#### [Task details]
Set out every one of the entries below as a numbered list, one line per item, with any blank lines dropped.

#### [Materials provided]

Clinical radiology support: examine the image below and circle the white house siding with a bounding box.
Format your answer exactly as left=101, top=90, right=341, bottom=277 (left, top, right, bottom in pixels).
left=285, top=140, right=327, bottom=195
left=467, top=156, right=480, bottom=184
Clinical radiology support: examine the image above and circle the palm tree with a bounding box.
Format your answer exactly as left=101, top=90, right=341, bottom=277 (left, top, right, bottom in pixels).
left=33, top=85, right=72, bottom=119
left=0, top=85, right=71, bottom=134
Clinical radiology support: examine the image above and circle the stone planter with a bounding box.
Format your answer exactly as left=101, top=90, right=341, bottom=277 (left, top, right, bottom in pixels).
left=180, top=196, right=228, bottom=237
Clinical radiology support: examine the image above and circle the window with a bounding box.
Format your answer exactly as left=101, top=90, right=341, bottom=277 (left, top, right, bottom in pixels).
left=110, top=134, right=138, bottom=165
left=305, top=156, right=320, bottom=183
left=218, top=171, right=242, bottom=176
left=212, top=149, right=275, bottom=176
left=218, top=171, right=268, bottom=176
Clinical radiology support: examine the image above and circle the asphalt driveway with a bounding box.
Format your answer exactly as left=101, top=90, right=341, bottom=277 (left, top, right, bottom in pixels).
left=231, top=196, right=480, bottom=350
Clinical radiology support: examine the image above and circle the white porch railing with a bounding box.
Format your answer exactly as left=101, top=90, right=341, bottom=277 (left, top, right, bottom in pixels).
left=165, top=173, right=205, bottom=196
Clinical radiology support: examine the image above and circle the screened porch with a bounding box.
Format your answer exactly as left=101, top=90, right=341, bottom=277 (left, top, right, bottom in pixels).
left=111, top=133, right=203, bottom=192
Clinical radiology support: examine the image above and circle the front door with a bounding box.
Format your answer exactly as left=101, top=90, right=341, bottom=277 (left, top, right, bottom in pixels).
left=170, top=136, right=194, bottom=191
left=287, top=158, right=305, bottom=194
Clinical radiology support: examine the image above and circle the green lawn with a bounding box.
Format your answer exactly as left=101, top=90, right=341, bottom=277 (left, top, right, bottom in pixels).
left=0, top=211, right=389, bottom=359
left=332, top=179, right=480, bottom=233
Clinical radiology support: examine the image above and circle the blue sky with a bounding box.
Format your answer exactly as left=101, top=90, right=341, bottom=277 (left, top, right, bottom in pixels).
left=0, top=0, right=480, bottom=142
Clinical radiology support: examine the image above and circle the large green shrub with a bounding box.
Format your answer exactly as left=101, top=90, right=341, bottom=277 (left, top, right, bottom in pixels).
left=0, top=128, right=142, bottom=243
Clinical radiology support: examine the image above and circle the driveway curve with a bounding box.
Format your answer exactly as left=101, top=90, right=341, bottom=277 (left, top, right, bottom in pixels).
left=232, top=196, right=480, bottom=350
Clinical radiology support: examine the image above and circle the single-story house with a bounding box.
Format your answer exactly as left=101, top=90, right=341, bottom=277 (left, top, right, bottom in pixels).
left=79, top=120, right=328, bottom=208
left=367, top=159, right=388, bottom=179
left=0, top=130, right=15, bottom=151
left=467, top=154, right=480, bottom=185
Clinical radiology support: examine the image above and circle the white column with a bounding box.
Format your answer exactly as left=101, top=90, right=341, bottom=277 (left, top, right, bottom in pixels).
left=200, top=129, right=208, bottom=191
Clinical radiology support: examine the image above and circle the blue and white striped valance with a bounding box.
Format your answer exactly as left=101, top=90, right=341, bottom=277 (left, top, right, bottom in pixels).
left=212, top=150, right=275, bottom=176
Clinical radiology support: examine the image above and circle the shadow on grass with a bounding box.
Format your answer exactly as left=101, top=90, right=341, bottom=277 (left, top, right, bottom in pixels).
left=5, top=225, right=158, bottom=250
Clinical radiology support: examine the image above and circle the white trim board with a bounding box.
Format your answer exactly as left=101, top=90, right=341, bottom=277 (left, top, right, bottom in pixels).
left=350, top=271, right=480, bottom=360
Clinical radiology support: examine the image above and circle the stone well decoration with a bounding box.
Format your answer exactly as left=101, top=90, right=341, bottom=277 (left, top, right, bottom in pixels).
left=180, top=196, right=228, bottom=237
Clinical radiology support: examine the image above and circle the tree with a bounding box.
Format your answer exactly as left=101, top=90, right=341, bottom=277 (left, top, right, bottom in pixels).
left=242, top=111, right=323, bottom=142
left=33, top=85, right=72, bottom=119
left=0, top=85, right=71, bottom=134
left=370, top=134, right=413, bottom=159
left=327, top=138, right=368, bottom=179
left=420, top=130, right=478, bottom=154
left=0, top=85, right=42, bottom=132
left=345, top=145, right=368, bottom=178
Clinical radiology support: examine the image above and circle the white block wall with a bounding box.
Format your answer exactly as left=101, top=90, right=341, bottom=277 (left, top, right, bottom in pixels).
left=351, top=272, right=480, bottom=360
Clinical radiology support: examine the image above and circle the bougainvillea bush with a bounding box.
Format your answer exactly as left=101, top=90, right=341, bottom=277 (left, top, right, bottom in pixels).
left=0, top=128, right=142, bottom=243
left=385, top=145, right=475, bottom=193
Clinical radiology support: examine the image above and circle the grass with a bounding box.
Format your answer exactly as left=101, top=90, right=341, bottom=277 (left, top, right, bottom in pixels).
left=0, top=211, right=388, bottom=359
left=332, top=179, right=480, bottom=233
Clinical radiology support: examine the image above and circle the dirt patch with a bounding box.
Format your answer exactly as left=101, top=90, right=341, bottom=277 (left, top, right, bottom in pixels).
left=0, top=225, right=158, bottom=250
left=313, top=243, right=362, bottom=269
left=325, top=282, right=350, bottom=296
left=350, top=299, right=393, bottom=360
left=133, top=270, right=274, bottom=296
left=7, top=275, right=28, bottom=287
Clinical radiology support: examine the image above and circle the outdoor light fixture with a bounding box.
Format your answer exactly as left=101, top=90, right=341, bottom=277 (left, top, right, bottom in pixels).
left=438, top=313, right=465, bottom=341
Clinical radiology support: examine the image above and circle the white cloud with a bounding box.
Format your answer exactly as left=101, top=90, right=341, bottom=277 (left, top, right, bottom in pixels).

#### [Answer for this exercise]
1. Clinical radiology support: examine the image below and circle the white house siding with a bounding box.
2. Format your answer exactly as left=101, top=90, right=341, bottom=277 (left, top, right, bottom in pixels).
3. left=285, top=140, right=327, bottom=195
4. left=467, top=156, right=480, bottom=184
5. Clinical radiology support: examine the image above and circle the palm tree with a bounding box.
6. Format your answer exactly as left=101, top=90, right=341, bottom=277 (left, top, right, bottom in pixels).
7. left=33, top=85, right=72, bottom=119
8. left=0, top=85, right=71, bottom=134
9. Clinical radiology support: examine the image above and circle the stone planter with a bounding box.
10. Format your answer exactly as left=101, top=90, right=341, bottom=277 (left, top, right, bottom in pixels).
11. left=180, top=196, right=228, bottom=237
12. Clinical radiology support: examine the image above and circle the window with a bounding box.
13. Format your answer exactly as left=101, top=90, right=341, bottom=277 (left, top, right, bottom in pixels).
14. left=110, top=134, right=138, bottom=165
15. left=305, top=156, right=320, bottom=183
16. left=218, top=171, right=242, bottom=176
17. left=212, top=149, right=275, bottom=176
18. left=218, top=171, right=268, bottom=176
19. Clinical radiology support: examine the image above and circle the asphalt driveway with a bounding box.
20. Format your answer exactly as left=101, top=90, right=341, bottom=277 (left, top, right, bottom in pixels).
21. left=231, top=196, right=480, bottom=350
22. Clinical radiology support: examine the image above and circle the white porch railing with a bounding box.
23. Format your answer exactly as left=101, top=90, right=341, bottom=277 (left, top, right, bottom in pixels).
24. left=165, top=173, right=205, bottom=196
25. Clinical radiology support: examine the image above and circle the screened porch with a bounding box.
26. Format your answer exactly as left=101, top=90, right=341, bottom=277 (left, top, right, bottom in pixels).
27. left=111, top=133, right=203, bottom=192
28. Clinical radiology support: examine the image above and circle the front door with a bounding box.
29. Format your answer exactly as left=101, top=90, right=341, bottom=277 (left, top, right, bottom in pixels).
30. left=170, top=136, right=194, bottom=191
31. left=287, top=158, right=305, bottom=194
32. Clinical radiology support: examine the image above and circle the green lawn with a bounding box.
33. Format your answer exactly as left=101, top=90, right=341, bottom=277 (left, top, right, bottom in pixels).
34. left=0, top=211, right=389, bottom=359
35. left=332, top=179, right=480, bottom=233
36. Clinical radiology support: examine the image above and circle the blue sky with a bounding box.
37. Format your answer exactly as left=101, top=90, right=341, bottom=277 (left, top, right, bottom in pixels).
38. left=0, top=0, right=480, bottom=142
39. Clinical radiology support: examine the image above and circle the large green shrub with a bounding box.
40. Format your answer exactly as left=101, top=90, right=341, bottom=277 (left, top, right, bottom in pixels).
41. left=0, top=128, right=142, bottom=243
42. Clinical radiology support: examine the image above and circle the driveway curve with a bounding box.
43. Format your answer exactly as left=101, top=90, right=341, bottom=277 (left, top, right, bottom in pixels).
44. left=232, top=196, right=480, bottom=350
45. Clinical radiology support: examine the image above and circle the single-story house with a bounding box.
46. Format your answer exactly as left=101, top=90, right=341, bottom=277 (left, top, right, bottom in pixels).
47. left=79, top=120, right=328, bottom=208
48. left=367, top=159, right=388, bottom=179
49. left=0, top=130, right=15, bottom=151
50. left=467, top=154, right=480, bottom=185
51. Clinical radiology support: examine the image above and circle the white column with a bounding box.
52. Format your answer exactly as left=101, top=90, right=341, bottom=277 (left, top, right, bottom in pixels).
53. left=200, top=129, right=208, bottom=191
54. Clinical radiology support: examine the image above and circle the blue and white striped valance with a bounding box.
55. Format your answer exactly as left=101, top=90, right=341, bottom=277 (left, top, right, bottom in pixels).
56. left=212, top=150, right=275, bottom=176
57. Clinical radiology support: examine the image above and circle the shadow on grass with a bounding box.
58. Format your answer exactly as left=101, top=90, right=341, bottom=277 (left, top, right, bottom in pixels).
59. left=5, top=225, right=158, bottom=250
60. Clinical radiology support: examine the image above and circle the white trim board with a bounding box.
61. Format your answer exactly as left=101, top=90, right=341, bottom=277 (left, top, right, bottom in pixels).
62. left=350, top=271, right=480, bottom=360
63. Clinical radiology support: examine the image above and circle the stone well decoration with a bounding box.
64. Format your answer exactly as left=101, top=90, right=341, bottom=277 (left, top, right, bottom in pixels).
65. left=180, top=196, right=228, bottom=237
66. Clinical radiology support: examine the image above and circle the tree with a bounding box.
67. Format your answer exactly as left=101, top=90, right=341, bottom=277 (left, top, right, bottom in pixels).
68. left=242, top=111, right=323, bottom=142
69. left=33, top=85, right=72, bottom=119
70. left=0, top=85, right=71, bottom=134
71. left=370, top=134, right=413, bottom=159
72. left=327, top=138, right=368, bottom=179
73. left=420, top=130, right=478, bottom=154
74. left=0, top=85, right=42, bottom=132
75. left=345, top=145, right=368, bottom=178
76. Clinical radiology support: examine the image above and circle the white block wall with a bounding box.
77. Format your answer exactly as left=101, top=90, right=341, bottom=277 (left, top, right, bottom in pixels).
78. left=351, top=272, right=480, bottom=360
79. Clinical radiology support: examine the image above and circle the bougainvillea bush with a bounding box.
80. Format your answer exactly as left=101, top=90, right=341, bottom=277 (left, top, right, bottom in pixels).
81. left=0, top=128, right=142, bottom=243
82. left=385, top=145, right=475, bottom=193
83. Clinical radiology support: examine the image above and circle the grass with a bounding box.
84. Format your answer exactly as left=101, top=90, right=341, bottom=277 (left, top, right, bottom in pixels).
85. left=0, top=211, right=388, bottom=359
86. left=332, top=179, right=480, bottom=233
87. Clinical radiology support: examine the image above and circle the dirt patch with a bounding box.
88. Format your answer exactly as left=101, top=90, right=341, bottom=277 (left, top, right, bottom in pixels).
89. left=0, top=225, right=158, bottom=250
90. left=313, top=243, right=362, bottom=269
91. left=325, top=282, right=350, bottom=296
92. left=350, top=299, right=393, bottom=360
93. left=133, top=270, right=274, bottom=296
94. left=7, top=275, right=28, bottom=287
95. Clinical radiology support: examine the image above and circle the outdoor light fixture with a bounding box.
96. Format your answer exactly as left=101, top=90, right=341, bottom=277 (left, top, right, bottom in pixels).
97. left=438, top=313, right=465, bottom=341
98. Clinical radiology support: examine the image above and circle the white cloud with a bounding box.
99. Format your answer exactly as left=101, top=90, right=341, bottom=277 (left, top, right, bottom in pixels).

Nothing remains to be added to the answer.